EXERCISE DIRECTIONS
Pick out every line of the records that contains the word "beige" and copy each one.
═══ GIVEN RECORDS ═══
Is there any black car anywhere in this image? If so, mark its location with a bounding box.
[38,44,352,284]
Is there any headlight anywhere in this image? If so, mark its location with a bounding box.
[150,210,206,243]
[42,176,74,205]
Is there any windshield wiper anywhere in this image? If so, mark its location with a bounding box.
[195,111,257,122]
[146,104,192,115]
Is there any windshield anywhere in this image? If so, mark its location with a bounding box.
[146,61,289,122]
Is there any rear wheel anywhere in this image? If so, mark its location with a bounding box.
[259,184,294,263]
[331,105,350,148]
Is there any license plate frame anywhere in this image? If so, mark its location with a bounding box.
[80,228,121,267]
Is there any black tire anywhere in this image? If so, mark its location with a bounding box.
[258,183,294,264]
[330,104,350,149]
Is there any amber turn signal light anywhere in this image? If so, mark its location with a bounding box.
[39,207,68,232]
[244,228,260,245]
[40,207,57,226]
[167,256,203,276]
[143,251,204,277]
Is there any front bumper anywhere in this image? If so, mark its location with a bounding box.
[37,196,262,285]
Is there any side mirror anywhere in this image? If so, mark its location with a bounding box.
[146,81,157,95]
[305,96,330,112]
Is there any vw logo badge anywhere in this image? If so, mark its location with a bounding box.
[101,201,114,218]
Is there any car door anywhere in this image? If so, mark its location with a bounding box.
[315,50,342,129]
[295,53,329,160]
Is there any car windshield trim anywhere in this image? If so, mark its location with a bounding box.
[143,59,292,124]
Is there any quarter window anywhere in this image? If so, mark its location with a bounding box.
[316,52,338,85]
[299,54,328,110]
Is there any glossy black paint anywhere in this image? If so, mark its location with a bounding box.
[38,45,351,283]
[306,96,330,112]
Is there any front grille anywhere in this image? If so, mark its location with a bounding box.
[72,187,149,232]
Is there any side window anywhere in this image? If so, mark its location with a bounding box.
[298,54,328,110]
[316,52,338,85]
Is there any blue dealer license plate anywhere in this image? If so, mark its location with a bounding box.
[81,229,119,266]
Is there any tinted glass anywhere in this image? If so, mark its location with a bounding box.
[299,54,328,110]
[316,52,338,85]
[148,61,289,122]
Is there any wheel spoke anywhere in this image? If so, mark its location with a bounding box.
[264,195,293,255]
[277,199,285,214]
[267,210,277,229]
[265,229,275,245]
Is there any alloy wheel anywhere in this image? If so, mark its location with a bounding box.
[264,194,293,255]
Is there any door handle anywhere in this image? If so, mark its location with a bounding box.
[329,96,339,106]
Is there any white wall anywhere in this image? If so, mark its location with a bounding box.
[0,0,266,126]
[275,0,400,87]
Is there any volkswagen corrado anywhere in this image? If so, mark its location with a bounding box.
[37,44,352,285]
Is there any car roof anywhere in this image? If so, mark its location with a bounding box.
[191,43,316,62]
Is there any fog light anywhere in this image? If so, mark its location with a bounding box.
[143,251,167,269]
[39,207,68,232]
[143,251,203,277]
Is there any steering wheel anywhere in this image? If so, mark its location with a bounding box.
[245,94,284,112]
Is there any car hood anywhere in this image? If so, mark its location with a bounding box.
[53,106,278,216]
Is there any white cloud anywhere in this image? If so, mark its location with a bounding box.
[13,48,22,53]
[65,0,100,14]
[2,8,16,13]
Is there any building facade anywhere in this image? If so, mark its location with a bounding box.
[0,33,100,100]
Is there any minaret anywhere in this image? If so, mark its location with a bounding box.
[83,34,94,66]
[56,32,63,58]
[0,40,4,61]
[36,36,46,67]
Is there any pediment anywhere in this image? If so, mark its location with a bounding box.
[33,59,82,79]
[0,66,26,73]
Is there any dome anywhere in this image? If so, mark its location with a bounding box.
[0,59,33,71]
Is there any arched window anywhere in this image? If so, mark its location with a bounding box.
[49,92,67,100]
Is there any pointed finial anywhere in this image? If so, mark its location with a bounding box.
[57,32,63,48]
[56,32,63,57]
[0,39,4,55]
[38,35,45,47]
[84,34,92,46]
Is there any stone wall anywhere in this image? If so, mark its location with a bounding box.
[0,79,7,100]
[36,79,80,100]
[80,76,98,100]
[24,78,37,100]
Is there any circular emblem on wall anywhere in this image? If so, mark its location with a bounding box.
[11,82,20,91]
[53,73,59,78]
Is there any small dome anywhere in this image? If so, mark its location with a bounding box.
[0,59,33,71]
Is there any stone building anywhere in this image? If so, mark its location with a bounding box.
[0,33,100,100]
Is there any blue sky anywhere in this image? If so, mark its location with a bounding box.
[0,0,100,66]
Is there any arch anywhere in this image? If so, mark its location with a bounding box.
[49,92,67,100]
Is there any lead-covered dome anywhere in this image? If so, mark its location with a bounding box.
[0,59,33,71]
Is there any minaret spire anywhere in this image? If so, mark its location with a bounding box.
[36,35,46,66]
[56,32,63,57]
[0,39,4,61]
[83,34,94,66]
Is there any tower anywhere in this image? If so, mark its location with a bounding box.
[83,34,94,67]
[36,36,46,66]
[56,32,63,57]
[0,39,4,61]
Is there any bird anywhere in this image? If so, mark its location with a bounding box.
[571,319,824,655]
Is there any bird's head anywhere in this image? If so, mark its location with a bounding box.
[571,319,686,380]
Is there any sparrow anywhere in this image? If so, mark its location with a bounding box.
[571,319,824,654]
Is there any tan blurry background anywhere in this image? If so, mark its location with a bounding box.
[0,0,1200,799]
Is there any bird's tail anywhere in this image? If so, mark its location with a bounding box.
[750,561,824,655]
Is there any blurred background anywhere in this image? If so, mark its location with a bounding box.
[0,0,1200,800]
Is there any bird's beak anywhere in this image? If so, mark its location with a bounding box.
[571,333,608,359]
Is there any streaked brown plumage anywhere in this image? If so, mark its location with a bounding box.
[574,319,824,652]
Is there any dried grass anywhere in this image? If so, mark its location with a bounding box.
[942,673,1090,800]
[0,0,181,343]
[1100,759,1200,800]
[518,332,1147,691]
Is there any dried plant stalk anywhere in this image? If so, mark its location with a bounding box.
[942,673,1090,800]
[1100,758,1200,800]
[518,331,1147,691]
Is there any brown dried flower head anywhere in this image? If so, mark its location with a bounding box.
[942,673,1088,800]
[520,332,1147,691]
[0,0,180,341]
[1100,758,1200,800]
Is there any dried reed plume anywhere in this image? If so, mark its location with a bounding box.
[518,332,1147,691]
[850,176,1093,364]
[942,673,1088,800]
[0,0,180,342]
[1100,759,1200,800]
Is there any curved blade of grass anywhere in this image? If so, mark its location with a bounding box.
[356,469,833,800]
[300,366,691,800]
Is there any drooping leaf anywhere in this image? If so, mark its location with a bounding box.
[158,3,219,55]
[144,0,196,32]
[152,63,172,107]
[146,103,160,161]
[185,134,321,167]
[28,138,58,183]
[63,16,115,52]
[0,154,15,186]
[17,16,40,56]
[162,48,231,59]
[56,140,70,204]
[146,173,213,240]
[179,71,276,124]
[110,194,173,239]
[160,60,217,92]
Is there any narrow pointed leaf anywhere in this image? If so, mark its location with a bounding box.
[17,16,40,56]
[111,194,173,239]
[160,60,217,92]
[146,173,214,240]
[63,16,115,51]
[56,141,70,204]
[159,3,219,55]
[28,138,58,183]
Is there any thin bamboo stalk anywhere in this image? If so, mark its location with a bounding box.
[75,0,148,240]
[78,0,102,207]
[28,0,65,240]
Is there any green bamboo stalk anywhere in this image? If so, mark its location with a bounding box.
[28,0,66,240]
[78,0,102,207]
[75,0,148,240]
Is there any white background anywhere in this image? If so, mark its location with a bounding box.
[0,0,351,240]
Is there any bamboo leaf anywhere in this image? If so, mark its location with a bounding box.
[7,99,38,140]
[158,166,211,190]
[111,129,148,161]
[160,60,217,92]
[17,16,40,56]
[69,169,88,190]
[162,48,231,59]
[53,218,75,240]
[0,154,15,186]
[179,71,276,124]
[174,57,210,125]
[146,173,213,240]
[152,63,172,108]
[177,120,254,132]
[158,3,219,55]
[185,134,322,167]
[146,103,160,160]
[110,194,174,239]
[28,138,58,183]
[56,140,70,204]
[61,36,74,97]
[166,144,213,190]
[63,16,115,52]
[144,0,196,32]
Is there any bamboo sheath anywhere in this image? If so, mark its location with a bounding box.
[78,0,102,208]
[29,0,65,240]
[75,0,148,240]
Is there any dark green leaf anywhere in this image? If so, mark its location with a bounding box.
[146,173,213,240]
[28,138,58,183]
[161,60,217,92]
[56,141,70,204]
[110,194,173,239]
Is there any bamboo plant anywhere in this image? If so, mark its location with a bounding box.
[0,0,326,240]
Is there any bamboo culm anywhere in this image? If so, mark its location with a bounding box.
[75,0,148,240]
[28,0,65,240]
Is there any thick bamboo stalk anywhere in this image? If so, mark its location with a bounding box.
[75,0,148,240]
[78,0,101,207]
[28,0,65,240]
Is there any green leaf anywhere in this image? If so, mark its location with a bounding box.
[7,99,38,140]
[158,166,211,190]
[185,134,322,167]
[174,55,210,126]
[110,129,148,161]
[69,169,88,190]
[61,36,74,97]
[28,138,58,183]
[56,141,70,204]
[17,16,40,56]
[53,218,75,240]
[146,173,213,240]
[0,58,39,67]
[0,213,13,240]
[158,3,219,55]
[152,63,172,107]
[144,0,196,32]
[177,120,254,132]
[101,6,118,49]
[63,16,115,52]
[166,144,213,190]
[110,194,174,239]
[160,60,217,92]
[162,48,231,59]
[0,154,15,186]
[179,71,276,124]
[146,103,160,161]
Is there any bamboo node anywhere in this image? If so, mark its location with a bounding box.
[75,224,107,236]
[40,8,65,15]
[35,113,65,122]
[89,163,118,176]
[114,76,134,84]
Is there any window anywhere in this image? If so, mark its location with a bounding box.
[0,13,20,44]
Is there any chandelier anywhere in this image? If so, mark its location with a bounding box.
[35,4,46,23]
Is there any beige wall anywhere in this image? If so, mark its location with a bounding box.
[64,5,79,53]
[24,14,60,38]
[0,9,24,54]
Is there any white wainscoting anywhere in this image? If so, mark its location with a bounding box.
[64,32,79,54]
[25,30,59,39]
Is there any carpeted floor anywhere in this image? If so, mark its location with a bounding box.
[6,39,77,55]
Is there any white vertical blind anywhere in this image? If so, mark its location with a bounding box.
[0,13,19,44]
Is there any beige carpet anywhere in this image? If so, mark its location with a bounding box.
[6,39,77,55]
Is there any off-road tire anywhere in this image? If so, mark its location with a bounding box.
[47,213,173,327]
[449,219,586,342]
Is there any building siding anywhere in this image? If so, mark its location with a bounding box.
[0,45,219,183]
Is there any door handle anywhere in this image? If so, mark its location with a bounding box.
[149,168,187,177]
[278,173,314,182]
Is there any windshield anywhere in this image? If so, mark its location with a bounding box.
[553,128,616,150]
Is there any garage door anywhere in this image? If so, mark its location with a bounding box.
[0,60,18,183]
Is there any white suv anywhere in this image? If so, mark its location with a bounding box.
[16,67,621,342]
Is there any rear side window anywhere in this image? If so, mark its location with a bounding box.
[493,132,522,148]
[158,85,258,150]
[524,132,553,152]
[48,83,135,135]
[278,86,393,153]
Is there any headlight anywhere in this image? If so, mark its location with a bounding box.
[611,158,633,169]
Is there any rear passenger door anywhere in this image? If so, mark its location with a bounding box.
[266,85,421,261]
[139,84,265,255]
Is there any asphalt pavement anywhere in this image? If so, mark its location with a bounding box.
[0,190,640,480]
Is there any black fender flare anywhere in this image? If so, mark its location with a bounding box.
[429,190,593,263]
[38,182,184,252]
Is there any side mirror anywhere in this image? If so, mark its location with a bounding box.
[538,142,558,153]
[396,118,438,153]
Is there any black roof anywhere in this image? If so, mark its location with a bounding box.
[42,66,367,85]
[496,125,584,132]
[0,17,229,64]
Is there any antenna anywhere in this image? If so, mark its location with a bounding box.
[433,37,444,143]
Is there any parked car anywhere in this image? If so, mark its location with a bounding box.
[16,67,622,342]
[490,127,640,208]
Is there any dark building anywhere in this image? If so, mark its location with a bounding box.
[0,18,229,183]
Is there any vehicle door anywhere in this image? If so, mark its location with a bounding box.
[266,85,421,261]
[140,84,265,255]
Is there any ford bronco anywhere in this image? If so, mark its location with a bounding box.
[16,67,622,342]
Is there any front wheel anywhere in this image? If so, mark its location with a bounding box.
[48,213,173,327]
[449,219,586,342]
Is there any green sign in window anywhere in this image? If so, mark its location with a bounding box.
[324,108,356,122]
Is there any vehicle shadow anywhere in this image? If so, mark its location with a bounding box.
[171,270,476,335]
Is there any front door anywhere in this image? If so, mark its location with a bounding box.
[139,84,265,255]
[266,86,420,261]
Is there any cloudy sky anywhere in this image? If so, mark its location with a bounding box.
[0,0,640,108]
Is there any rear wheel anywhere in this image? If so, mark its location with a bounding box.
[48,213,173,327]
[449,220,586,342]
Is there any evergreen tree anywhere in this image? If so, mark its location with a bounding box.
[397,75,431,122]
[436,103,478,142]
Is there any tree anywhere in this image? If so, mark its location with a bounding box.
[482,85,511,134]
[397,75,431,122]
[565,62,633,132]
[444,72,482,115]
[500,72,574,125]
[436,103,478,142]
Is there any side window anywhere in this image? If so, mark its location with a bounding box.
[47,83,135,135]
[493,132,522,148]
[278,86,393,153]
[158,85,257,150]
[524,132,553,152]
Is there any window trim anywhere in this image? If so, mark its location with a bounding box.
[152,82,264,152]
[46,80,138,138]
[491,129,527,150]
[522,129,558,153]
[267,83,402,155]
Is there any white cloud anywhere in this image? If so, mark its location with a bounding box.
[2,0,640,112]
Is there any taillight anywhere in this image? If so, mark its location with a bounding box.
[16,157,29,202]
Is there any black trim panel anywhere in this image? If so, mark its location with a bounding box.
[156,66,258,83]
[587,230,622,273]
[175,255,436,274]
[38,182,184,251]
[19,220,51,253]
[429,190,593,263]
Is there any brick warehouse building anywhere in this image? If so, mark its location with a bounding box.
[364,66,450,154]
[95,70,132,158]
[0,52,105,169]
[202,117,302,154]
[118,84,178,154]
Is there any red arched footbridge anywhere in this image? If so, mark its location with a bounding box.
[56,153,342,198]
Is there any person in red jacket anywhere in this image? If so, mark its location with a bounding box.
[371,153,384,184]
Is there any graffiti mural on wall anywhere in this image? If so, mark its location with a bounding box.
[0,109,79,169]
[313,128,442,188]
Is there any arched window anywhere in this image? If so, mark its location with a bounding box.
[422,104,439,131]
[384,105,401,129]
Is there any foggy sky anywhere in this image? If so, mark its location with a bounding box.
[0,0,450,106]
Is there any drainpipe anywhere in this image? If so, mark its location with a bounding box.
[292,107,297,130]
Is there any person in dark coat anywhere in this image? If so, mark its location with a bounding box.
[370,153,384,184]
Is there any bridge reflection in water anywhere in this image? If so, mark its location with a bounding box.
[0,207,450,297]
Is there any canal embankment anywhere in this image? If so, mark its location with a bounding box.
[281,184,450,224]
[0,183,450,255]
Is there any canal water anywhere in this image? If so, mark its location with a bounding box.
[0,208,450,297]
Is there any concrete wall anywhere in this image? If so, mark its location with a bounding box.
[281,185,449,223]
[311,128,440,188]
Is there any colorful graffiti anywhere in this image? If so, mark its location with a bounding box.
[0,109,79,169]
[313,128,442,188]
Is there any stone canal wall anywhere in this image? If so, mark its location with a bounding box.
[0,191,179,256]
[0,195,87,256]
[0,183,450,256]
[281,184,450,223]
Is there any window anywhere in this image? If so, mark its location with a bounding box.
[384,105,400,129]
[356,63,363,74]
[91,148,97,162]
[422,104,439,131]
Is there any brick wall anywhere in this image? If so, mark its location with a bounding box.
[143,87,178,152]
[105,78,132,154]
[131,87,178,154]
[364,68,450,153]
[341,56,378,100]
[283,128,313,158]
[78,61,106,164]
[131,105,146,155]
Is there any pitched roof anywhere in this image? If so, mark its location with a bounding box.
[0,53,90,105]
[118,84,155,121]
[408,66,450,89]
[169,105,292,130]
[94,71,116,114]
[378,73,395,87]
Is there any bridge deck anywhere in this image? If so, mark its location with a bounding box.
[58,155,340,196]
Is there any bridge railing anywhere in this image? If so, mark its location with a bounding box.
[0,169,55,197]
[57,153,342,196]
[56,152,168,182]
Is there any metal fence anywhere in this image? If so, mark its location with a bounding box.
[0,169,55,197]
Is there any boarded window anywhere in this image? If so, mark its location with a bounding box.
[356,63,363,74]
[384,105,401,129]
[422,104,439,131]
═══
RIGHT ANSWER
Is there any beige wall anywhere in this image? If so, mark its location with a bounding box.
Is there any beige carpet anywhere in this image? If so, mark its location with a bounding box.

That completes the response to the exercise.